* PROVIDED MATERIAL
↓↓↓

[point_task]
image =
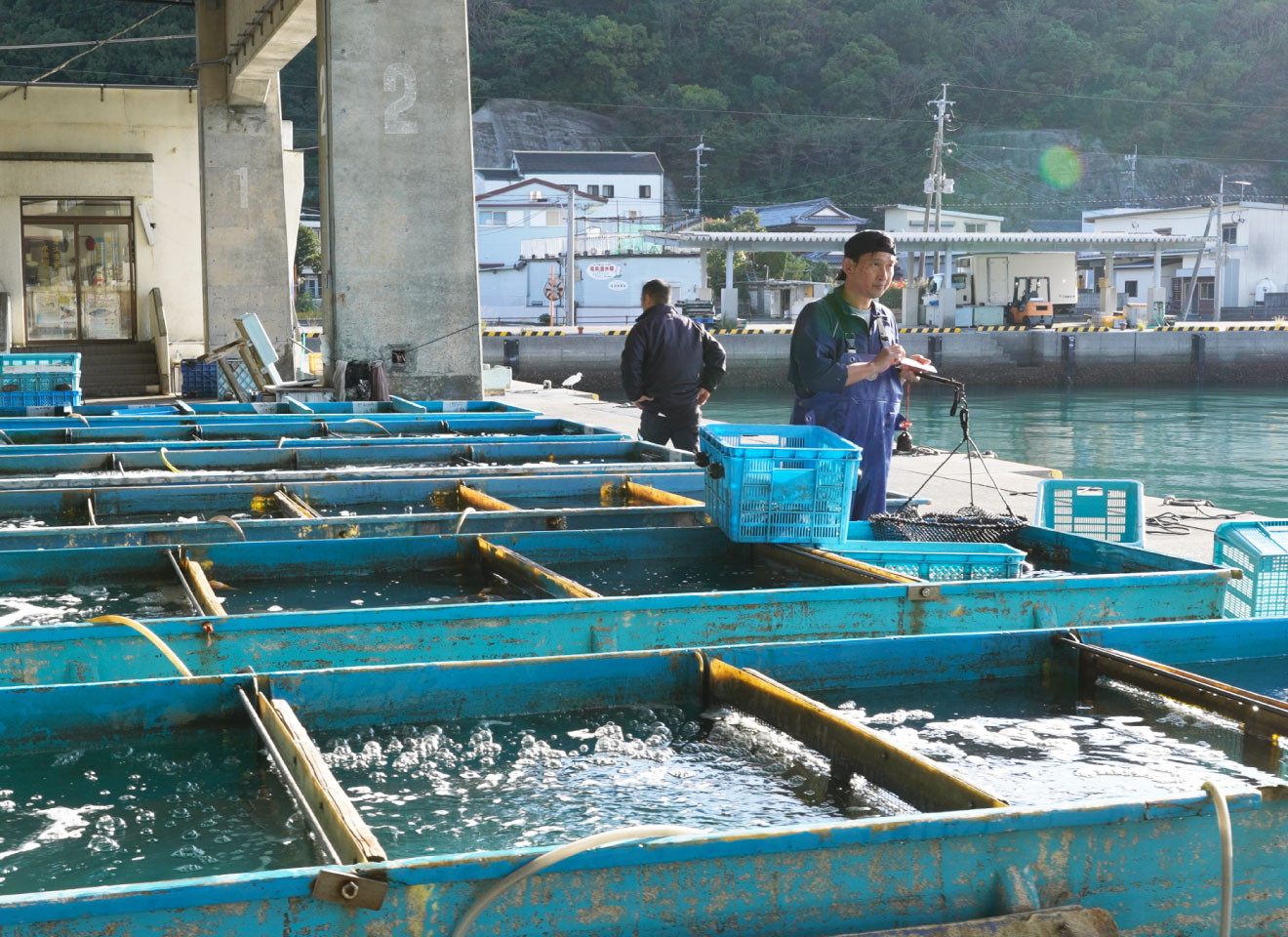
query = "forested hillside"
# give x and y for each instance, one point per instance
(800, 99)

↑↑↑

* OBJECTIVE
Please copy every line of the entries above character for character, leaving out the pictures.

* RESPONSE
[point_task]
image =
query = "forested hillside"
# give x and y for each instance, one point per instance
(800, 99)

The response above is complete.